Stored data:
%%

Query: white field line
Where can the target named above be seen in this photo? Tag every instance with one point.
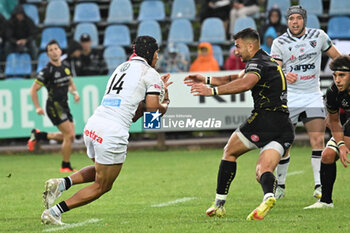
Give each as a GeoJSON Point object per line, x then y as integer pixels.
{"type": "Point", "coordinates": [68, 226]}
{"type": "Point", "coordinates": [174, 202]}
{"type": "Point", "coordinates": [295, 173]}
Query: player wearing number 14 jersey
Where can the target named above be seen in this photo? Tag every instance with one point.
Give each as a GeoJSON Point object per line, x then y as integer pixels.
{"type": "Point", "coordinates": [133, 87]}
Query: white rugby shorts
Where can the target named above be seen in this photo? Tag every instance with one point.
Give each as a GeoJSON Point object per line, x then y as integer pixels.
{"type": "Point", "coordinates": [105, 141]}
{"type": "Point", "coordinates": [310, 103]}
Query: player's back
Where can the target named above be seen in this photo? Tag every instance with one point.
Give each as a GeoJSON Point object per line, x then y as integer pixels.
{"type": "Point", "coordinates": [126, 88]}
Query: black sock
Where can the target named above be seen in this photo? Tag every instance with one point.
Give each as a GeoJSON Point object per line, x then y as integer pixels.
{"type": "Point", "coordinates": [67, 182]}
{"type": "Point", "coordinates": [328, 175]}
{"type": "Point", "coordinates": [66, 165]}
{"type": "Point", "coordinates": [268, 182]}
{"type": "Point", "coordinates": [41, 136]}
{"type": "Point", "coordinates": [226, 174]}
{"type": "Point", "coordinates": [62, 206]}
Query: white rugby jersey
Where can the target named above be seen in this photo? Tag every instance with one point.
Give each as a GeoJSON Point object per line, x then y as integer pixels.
{"type": "Point", "coordinates": [126, 88]}
{"type": "Point", "coordinates": [303, 57]}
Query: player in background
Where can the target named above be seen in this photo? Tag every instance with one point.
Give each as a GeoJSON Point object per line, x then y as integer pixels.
{"type": "Point", "coordinates": [268, 128]}
{"type": "Point", "coordinates": [133, 87]}
{"type": "Point", "coordinates": [338, 146]}
{"type": "Point", "coordinates": [57, 79]}
{"type": "Point", "coordinates": [299, 52]}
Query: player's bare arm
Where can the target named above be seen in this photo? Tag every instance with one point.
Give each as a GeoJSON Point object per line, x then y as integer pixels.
{"type": "Point", "coordinates": [34, 94]}
{"type": "Point", "coordinates": [248, 81]}
{"type": "Point", "coordinates": [338, 135]}
{"type": "Point", "coordinates": [73, 90]}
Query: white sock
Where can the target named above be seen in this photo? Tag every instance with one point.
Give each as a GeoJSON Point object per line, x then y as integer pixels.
{"type": "Point", "coordinates": [281, 170]}
{"type": "Point", "coordinates": [316, 165]}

%%

> [YOUR GOAL]: Return every line holding the word "rugby" from the records.

> [REPLY]:
Query: white rugby shorts
Query: white rugby jersey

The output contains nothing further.